*WHAT IS ASKED*:
Read the data and repeat all of it exactly.

*ENTRIES SHOWN*:
○ ○ ○ ○

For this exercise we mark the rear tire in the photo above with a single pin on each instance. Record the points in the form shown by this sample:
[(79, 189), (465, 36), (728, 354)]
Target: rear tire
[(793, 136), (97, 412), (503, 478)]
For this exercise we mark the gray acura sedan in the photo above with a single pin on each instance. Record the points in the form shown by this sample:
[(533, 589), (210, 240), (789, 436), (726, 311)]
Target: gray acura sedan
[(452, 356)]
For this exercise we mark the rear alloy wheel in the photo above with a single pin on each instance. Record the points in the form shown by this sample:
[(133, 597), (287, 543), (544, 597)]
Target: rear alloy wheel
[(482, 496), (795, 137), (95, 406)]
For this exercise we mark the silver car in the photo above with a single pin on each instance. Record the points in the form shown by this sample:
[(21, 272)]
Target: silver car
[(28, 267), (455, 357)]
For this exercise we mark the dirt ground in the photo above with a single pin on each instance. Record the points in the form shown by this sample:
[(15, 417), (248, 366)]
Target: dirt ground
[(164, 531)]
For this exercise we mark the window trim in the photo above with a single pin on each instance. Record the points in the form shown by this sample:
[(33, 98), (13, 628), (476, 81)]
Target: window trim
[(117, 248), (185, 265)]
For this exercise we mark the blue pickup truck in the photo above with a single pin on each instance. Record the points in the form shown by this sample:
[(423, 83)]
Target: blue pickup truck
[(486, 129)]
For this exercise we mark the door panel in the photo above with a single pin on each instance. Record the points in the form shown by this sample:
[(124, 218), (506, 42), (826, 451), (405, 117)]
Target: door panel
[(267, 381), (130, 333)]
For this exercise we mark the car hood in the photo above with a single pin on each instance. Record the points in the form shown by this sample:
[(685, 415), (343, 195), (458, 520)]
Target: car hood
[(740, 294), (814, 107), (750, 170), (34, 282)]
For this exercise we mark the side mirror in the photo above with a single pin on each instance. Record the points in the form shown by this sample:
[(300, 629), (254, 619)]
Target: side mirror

○ ○ ○ ○

*OUTPUT OF THE EXERCISE*:
For this exercise we mark the rear tire in the photo above with a single pin on each instance. Record the points in the form shown by this sample:
[(79, 189), (465, 36), (728, 354)]
Target: rear tire
[(793, 136), (97, 412), (503, 478)]
For this exercise we mark the gray acura sedan in the photo above with a single pin on each instance. Record the points in the form shown by this sample:
[(533, 589), (210, 240), (789, 436), (726, 311)]
Target: gray acura sedan
[(452, 356)]
For this exercise we mark the rear alloy wheel in the photo above with a single pin on each instance. Record the points in the form shown by this sample:
[(133, 597), (287, 543), (544, 597)]
Target: rear alloy wheel
[(482, 496), (795, 137), (95, 406)]
For this exercise we mark the silver car in the photo above with a single pin on each instance. Record the points in the form shown by this sample:
[(21, 272)]
Target: silver car
[(28, 267), (455, 357)]
For this exercise we mark the dirt ground in the photo above with a single pin on each instance. Record the points in the form shown by this sample:
[(15, 417), (248, 366)]
Target: dirt ground
[(164, 531)]
For this exercise we mark the window trim in the photo above with a single pin on each instance. Record the points in the form shown by this sample:
[(33, 98), (13, 628), (476, 81)]
Target: window trim
[(117, 248), (185, 265)]
For this exercise we mark the blue pickup truck in the photo above with a single pin on each instance. Record the points in the form shown by this sample:
[(423, 83)]
Target: blue pickup truck
[(486, 129)]
For this exercise we mark the door panel in the photo above with a single pin on each instance. Record the points in the form shown by this sample:
[(124, 218), (506, 42), (826, 451), (405, 117)]
Target: door panel
[(267, 381), (130, 333)]
For this exercise we mark the car hood in the photo above with a single pin on each instance. Record the points in the form shown by this sample:
[(685, 415), (343, 195), (458, 520)]
Target: car hood
[(740, 294), (814, 107), (750, 170), (34, 282)]
For this exercise we mark the side mirror in the photo above with a single pin on each instance. Record the points in the form shown by this sample:
[(300, 629), (254, 619)]
Target: side mirror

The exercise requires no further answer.